* Start EXTRACT PROVIDED *

UNITED STATES DISTRICT COURT EASTERN DISTRICT OF CALIFORNIA
Jan 8, 2014
Case No.: 1:13-cv-02062-AWI-JLT (E.D. Cal. Jan. 8, 2014)

Opinion

Case No.: 1:13-cv-02062-AWI-JLT

01-08-2014

MICHAEL JACOBSEN, Petitioner, v. PEOPLE OF CALIFORNIA, Respondent.


FINDINGS AND RECOMMENDATIONS TO

DISMISS PETITION FOR WRIT OF HABEAS

CORPUS


ORDER DIRECTING THAT OBJECTIONS BE

FILED WITHIN TWENTY-ONE DAYS


ORDER GRANTING PETITIONER'S MOTION

TO FILE ADDENDUM (Doc. 7)

Petitioner is a state prisoner proceeding in propria persona with a petition for writ of habeas corpus pursuant to 28 U.S.C. § 2254. The instant petition was filed on December 18, 2013. (Doc. 1). On January 6, 2014, Petitioner filed a "motion" requesting leave to file an addendum to his petition that included two additional claims. (Doc. 7).

DISCUSSION

A. Preliminary Review of Petition.

Rule 4 of the Rules Governing Section 2254 Cases allows a district court to dismiss a petition if it "plainly appears from the face of the petition and any exhibits annexed to it that the petitioner is not entitled to relief in the district court . . . ." Rule 4 of the Rules Governing Section 2254 Cases. The Advisory Committee Notes to Rule 8 indicate that the court may dismiss a petition for writ of habeas corpus, either on its own motion under Rule 4, pursuant to the respondent's motion to dismiss, or after an answer to the petition has been filed. Herbst v. Cook, 260 F.3d 1039 (9th Cir.2001).

A preliminary review of the instant petition has established that none of the claims in the instant petition are exhausted. Accordingly, the petition must be dismissed. Moreover, because Petitioner is presently in pre-trial incarceration, and has yet to be convicted by the state courts, abstention is warranted as discussed below.

B. Exhaustion.

A petitioner who is in state custody and wishes to collaterally challenge his conviction by a petition for writ of habeas corpus must exhaust state judicial remedies. 28 U.S.C. § 2254(b)(1). The exhaustion doctrine is based on comity to the state court and gives the state court the initial opportunity to correct the state's alleged constitutional deprivations. Coleman v. Thompson, 501 U.S. 722, 731 (1991); Rose v. Lundy, 455 U.S. 509, 518 (1982); Buffalo v. Sunn, 854 F.2d 1158, 1163 (9th Cir. 1988).

A petitioner can satisfy the exhaustion requirement by providing the highest state court with a full and fair opportunity to consider each claim before presenting it to the federal court. Duncan v. Henry, 513 U.S. 364, 365 (1995); Picard v. Connor, 404 U.S. 270, 276 (1971); Johnson v. Zenon, 88 F.3d 828, 829 (9th Cir. 1996). A federal court will find that the highest state court was given a full and fair opportunity to hear a claim if the petitioner has presented the highest state court with the claim's factual and legal basis. Duncan, 513 U.S. at 365 (legal basis); Kenney v. Tamayo-Reyes, 504 U.S. 1, 112 S.Ct. 1715, 1719 (1992) (factual basis).

* End EXTRACT PROVIDED *

• [WORK TO COMPLETE]:
1. According to the court findings, on what date was the instant petition filed?
2. Reproduce word for word the part of the court findings from "A petitioner who" up to and including "(9th Cir. 1988).".

* Start RECORDS *

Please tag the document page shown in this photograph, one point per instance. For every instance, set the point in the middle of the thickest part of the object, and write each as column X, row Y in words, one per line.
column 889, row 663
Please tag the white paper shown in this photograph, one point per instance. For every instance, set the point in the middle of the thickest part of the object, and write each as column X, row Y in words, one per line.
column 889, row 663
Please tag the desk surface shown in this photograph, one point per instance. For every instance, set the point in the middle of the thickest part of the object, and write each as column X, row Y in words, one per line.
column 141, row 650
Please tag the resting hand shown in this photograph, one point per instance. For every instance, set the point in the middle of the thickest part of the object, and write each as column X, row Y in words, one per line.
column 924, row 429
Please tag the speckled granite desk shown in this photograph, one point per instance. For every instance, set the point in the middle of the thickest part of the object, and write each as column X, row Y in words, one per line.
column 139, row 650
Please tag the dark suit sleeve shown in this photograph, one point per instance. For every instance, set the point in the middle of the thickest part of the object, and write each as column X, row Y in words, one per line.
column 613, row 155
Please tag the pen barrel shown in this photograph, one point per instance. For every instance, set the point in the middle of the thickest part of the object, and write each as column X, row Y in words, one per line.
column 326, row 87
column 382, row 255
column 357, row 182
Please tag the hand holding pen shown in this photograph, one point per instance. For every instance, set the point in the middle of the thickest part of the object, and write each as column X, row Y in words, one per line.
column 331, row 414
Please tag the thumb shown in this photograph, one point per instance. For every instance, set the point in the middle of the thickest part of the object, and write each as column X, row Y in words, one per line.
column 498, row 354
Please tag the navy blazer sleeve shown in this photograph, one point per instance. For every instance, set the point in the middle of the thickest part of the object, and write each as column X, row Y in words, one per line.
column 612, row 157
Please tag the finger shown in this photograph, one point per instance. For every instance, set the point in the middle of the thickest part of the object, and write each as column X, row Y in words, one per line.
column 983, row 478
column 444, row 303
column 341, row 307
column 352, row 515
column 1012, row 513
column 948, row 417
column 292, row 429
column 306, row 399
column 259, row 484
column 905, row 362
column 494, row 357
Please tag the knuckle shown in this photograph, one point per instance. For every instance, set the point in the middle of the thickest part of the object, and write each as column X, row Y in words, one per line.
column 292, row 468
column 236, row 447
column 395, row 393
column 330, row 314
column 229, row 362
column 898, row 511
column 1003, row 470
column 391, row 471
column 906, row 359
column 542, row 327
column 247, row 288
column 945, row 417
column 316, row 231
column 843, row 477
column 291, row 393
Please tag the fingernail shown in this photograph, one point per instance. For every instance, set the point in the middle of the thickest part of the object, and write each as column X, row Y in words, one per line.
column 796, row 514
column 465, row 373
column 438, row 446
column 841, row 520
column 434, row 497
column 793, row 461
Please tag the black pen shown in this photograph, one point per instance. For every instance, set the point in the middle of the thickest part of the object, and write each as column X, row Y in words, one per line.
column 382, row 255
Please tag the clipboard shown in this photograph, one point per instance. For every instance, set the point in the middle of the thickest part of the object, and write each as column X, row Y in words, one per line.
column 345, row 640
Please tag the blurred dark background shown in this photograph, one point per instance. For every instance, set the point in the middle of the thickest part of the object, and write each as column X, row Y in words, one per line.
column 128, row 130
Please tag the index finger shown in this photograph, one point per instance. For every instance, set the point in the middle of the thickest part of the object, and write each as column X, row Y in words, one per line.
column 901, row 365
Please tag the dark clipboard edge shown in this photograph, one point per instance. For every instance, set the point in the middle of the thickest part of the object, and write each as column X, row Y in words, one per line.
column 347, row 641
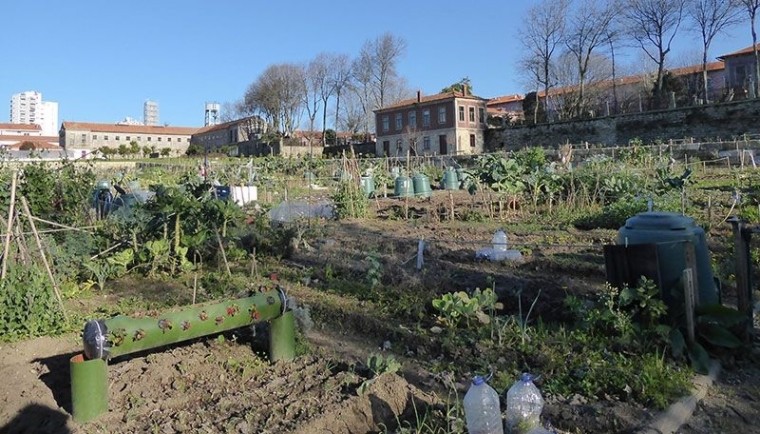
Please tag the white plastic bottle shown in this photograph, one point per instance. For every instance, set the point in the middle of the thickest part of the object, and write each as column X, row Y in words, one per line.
column 499, row 241
column 481, row 408
column 524, row 406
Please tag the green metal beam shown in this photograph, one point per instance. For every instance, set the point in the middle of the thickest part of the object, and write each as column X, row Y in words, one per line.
column 122, row 335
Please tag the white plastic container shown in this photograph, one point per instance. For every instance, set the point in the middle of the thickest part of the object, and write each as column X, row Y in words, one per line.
column 481, row 408
column 499, row 241
column 524, row 406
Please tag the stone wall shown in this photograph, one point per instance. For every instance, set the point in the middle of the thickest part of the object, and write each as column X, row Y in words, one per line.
column 701, row 123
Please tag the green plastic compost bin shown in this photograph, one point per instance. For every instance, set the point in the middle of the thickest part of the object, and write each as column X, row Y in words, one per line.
column 421, row 185
column 670, row 232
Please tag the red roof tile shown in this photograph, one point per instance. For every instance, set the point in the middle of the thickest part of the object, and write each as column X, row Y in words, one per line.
column 428, row 99
column 30, row 127
column 741, row 52
column 134, row 129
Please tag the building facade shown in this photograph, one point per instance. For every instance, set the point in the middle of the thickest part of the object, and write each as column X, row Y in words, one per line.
column 29, row 108
column 25, row 136
column 150, row 113
column 213, row 137
column 450, row 123
column 89, row 137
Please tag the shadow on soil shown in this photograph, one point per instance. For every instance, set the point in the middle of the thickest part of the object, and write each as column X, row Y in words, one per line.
column 58, row 379
column 37, row 419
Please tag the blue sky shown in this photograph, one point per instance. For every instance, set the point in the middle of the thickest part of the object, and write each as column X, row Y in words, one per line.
column 100, row 60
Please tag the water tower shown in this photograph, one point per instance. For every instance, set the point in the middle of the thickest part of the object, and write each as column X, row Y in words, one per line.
column 212, row 114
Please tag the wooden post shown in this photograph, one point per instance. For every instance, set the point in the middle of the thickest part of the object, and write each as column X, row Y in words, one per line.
column 11, row 212
column 221, row 249
column 689, row 302
column 743, row 285
column 420, row 252
column 451, row 205
column 43, row 256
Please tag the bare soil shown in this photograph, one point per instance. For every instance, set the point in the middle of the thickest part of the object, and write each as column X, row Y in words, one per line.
column 226, row 385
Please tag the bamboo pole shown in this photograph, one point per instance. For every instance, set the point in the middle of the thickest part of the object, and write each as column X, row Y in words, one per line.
column 11, row 211
column 43, row 256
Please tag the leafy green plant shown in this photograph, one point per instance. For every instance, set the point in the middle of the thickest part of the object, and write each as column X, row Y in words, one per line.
column 101, row 271
column 460, row 306
column 713, row 332
column 27, row 305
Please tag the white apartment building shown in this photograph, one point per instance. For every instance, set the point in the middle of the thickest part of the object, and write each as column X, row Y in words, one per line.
column 29, row 108
column 150, row 113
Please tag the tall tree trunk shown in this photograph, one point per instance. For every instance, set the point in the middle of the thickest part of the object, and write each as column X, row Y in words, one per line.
column 704, row 75
column 614, row 80
column 337, row 107
column 757, row 58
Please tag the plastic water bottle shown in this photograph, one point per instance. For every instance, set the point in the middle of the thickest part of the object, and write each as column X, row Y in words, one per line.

* End RECORDS *

• [SOLUTION LIST]:
1. December 18, 2013

2.
A petitioner who is in state custody and wishes to collaterally challenge his conviction by a petition for writ of habeas corpus must exhaust state judicial remedies. 28 U.S.C. § 2254(b)(1). The exhaustion doctrine is based on comity to the state court and gives the state court the initial opportunity to correct the state's alleged constitutional deprivations. Coleman v. Thompson, 501 U.S. 722, 731 (1991); Rose v. Lundy, 455 U.S. 509, 518 (1982); Buffalo v. Sunn, 854 F.2d 1158, 1163 (9th Cir. 1988).